[Short exercise] Pull out every line in the entries below that contains the word "white".

* begin Extracted records *

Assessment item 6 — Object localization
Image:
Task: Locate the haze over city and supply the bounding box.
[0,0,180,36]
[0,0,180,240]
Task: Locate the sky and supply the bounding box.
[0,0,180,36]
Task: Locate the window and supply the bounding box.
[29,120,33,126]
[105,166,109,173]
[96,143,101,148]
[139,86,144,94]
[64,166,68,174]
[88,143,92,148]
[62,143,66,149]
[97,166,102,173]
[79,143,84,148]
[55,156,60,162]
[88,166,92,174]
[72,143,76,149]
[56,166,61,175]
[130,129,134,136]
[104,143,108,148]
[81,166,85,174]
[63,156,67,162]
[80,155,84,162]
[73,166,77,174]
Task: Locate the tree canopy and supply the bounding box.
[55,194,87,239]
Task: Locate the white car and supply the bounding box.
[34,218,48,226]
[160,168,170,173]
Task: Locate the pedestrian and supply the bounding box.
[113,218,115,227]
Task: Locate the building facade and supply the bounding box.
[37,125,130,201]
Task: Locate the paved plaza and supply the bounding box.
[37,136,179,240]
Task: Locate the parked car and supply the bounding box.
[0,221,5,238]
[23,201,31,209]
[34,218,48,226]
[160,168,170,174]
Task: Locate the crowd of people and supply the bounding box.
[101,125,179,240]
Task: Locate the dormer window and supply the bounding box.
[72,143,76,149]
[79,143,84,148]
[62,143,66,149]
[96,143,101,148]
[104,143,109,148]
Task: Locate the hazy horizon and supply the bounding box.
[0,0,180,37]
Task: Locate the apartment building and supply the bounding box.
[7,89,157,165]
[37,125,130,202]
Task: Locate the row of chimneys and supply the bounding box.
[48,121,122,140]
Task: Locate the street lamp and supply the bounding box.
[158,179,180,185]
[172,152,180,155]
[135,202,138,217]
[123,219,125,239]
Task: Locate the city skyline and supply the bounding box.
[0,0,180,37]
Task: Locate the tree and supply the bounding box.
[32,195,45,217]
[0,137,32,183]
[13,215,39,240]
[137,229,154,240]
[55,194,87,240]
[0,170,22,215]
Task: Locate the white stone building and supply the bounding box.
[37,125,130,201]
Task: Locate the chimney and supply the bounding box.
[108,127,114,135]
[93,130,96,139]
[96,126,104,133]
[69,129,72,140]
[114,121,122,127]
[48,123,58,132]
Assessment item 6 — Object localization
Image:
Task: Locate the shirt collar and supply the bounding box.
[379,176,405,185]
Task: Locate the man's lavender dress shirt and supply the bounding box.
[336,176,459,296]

* end Extracted records *

[Result below]
Task: Locate the white car and supply the bounding box.
Task: Locate the white stone building and supply the bounding box.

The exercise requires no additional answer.